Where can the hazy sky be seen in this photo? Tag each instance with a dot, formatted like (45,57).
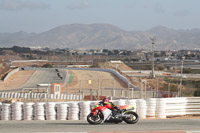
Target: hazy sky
(42,15)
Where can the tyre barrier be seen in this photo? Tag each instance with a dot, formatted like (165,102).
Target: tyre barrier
(146,108)
(43,96)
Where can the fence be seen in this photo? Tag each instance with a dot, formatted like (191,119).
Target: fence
(87,94)
(146,108)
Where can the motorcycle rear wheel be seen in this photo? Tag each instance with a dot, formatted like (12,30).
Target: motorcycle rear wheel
(132,119)
(94,120)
##############################
▶ _AIM OF THE TASK_
The whole of the data needs to be copied word for word, though not its pictures.

▶ _TASK ANSWER_
Where can the hazy sky be seen in this photo? Tag each instance with a dot, formatted like (45,57).
Target: hazy sky
(42,15)
Where can the tyre barrier be seen in this photo? Tag each instance with a dot, formatted like (165,102).
Target: tyre barrier
(146,108)
(43,96)
Where can the fence be seen in this photo? Tag each instance with a dot, formatted like (191,119).
Target: fence
(87,94)
(146,108)
Where can the motorcycle rear wheel be seen in this photo? Tag each instance with a dot, formatted like (12,30).
Target: motorcycle rear wheel
(132,119)
(94,120)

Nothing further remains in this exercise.